Wednesday, October 10, 2007

Every Conceivable Thing Counts As Evidence For, No Conceivable Thing Counts As Evidence Against

Good critique.

excerpt:

[T]he final sentence of the paper:

The characterization of copy number variation among humans and between humans and other primates promises considerable insight into our evolutionary history.

So are these evolutionary inferences, as distinct from the actual data on comparative genetics of salivary amylases, good science? To answer this question, I ask Dr. Packer to permit me a little speculation. Imagine that the data on human and ape amylase gene copy number and variation were different from the data compiled by the authors. Of course the data could take any of a number of permutations — humans could have had fewer copies of salivary enzymes than apes, or less copy number variation, etc. What inferences could be drawn?

What if humans had low salivary amylase gene copy number, and apes had high copy number? How could the authors invoke evolutionary theory to explain these observations? The authors could assert that human vulnerability (our relative inability to digest tubers) led to a need for interdependence and socialization to ensure survival, and gave rise to human cooperation, altruism, language, and civilization. This is of course explained by natural selection. The press release: ‘We Were Weak, So Now We’re Strong: Evolutionary scientists report groundbreaking research on how an evolutionary vulnerability led to the emergence of humans...’

What if humans had low intraspecies salivary amylase copy variation, and apes had high intraspecies variation? No problem. The evolutionary theory: low human intraspecies copy variation is evidence for strong evolutionary conservation — providing further evidence that human ability to digest tubers provided enhanced energy for evolutionary adaptation or that human vulnerability (inability to digest tubers) generated a need for interdependence, gave rise to cooperation, brain growth, altruism, language, and civilization. Natural selection is consistent with either of the evolutionary hypotheses! The press release: ‘Old Genes Are Good Genes!: Scientists make groundbreaking discovery linking surfeit (or lack) of critical enzymes in saliva to human evolution and world domination...’

What if humans and apes both had high salivary amylase gene copy numbers? The evolutionary explanation: abundant salivary amylase was essential for human and ape evolution, because it allowed digestion of energy-rich tubers, thereby facilitating human and ape brain growth and giving rise to intraspecies cooperation and altruism. More evidence for natural selection! The press release: ‘Scientists Discover What Makes All Primates’ Mouths Water…”

● TASK GOAL: In the post on salivary amylase, what does the paper's final sentence say the characterization of copy number variation promises? The entries aren't needed for this.

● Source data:

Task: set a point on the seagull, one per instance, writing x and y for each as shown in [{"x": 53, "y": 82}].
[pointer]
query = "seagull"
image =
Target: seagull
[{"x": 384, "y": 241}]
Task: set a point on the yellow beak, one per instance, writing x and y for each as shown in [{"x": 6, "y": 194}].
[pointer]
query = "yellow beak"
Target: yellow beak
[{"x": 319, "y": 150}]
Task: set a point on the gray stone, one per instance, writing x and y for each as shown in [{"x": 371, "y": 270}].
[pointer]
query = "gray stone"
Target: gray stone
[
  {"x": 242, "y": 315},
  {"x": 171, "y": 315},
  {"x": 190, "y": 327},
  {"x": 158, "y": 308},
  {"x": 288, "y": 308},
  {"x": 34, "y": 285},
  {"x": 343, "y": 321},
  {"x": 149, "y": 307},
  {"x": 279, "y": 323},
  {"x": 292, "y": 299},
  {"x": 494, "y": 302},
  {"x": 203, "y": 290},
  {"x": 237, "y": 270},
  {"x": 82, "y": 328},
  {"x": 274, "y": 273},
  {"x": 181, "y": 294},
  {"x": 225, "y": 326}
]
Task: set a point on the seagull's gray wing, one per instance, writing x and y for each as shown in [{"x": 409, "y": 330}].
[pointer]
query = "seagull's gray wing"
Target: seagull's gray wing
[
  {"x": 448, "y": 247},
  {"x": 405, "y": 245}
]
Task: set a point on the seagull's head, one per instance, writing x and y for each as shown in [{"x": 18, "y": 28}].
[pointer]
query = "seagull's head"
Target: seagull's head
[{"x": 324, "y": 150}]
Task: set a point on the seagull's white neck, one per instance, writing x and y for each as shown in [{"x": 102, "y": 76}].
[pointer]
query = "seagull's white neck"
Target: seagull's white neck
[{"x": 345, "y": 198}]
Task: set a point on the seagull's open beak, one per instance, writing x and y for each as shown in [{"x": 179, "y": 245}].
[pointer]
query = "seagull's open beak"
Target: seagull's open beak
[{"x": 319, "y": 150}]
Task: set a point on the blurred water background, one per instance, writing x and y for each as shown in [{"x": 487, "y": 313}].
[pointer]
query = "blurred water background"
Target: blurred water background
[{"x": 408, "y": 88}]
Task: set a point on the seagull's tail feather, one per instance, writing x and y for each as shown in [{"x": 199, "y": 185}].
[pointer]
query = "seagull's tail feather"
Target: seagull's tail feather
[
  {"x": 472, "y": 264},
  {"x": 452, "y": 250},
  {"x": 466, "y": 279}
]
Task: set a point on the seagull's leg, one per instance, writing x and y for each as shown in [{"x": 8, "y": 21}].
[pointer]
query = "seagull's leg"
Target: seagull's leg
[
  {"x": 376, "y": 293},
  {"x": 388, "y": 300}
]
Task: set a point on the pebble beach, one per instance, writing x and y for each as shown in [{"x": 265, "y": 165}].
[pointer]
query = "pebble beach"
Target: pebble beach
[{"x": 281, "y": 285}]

● ANSWER TO THE PROBLEM: Considerable insight into our evolutionary history.